Activity: Below are some entries. Reproduce them word for word.
*** Data supplied Section Begins ***
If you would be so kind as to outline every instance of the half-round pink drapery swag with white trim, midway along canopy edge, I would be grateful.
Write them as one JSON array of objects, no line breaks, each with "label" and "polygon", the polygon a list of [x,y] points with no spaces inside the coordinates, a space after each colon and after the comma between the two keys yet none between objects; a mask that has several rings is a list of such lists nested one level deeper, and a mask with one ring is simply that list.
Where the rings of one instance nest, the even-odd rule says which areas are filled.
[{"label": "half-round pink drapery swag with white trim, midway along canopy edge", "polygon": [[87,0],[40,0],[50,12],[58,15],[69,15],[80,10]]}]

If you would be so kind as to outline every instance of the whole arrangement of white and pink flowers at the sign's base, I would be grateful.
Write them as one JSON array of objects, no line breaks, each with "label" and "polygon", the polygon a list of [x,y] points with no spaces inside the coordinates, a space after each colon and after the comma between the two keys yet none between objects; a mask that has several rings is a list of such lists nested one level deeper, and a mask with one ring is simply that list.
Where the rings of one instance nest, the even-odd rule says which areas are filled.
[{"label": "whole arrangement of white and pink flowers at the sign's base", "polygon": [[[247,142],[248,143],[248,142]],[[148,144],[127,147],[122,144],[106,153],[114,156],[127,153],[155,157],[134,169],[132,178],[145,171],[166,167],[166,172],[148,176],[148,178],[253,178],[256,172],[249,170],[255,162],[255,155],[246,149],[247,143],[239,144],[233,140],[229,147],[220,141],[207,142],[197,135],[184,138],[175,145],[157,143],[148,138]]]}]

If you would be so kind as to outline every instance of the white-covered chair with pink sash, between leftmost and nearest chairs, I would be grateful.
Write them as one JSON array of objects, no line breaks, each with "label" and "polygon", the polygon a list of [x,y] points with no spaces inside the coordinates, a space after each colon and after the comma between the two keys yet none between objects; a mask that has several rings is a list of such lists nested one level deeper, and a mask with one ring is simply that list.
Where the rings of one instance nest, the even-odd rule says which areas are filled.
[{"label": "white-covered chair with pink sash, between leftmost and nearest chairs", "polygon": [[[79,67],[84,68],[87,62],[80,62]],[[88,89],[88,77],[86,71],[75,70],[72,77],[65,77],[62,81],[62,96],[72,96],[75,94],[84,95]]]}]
*** Data supplied Section Ends ***
Solution:
If you would be so kind as to outline every instance of the half-round pink drapery swag with white trim, midway along canopy edge, I would be grateful.
Write them as one JSON array of objects, no line breaks, each with "label" and "polygon", the polygon a list of [x,y] points with no spaces inside the coordinates, a space after each colon and after the comma between the two keys yet none between objects; a mask that has several rings is a list of such lists nested one level deeper, and a mask with one ring is simply that list.
Where the rings of one instance nest, the even-odd rule says which areas are filled.
[{"label": "half-round pink drapery swag with white trim, midway along canopy edge", "polygon": [[87,0],[40,0],[50,12],[58,15],[69,15],[80,10]]}]

If you would be so kind as to outline every instance of the whole arrangement of white and pink flowers at the sign's base, I would be grateful.
Write them as one JSON array of objects, no line breaks, each with "label" and "polygon", the polygon a list of [x,y] points with no spaces inside the coordinates, a space after each colon and after the comma between the two keys yet none between objects; a mask that has several rings is a list of such lists nested one level deeper, and a mask with one ring is simply that list.
Where the rings of one instance nest, the even-odd rule says which areas are filled.
[{"label": "whole arrangement of white and pink flowers at the sign's base", "polygon": [[[247,142],[248,143],[248,142]],[[148,144],[127,147],[122,144],[106,153],[114,156],[127,153],[155,157],[134,169],[132,178],[145,171],[166,167],[166,172],[148,176],[148,178],[253,178],[256,172],[249,170],[255,162],[255,155],[246,149],[247,143],[239,144],[233,140],[229,147],[220,141],[207,142],[197,135],[184,138],[175,145],[157,143],[148,138]]]}]

If you would be so kind as to outline every instance of the white-covered chair with pink sash, between leftmost and nearest chairs, I would be grateful.
Write them as one JSON array of objects, no line breaks, each with "label" and "polygon", the polygon a list of [x,y] points with no spaces inside the coordinates, a space after each colon and after the comma between the two keys yet none between objects; a mask that has several rings is a list of such lists nested one level deeper, and a mask with one ring is simply that list.
Where the rings of one instance nest, the even-odd rule says which areas are filled.
[{"label": "white-covered chair with pink sash, between leftmost and nearest chairs", "polygon": [[[79,67],[84,68],[87,62],[80,62]],[[88,89],[88,77],[86,71],[75,70],[72,77],[65,77],[62,81],[62,96],[72,96],[75,94],[84,95]]]}]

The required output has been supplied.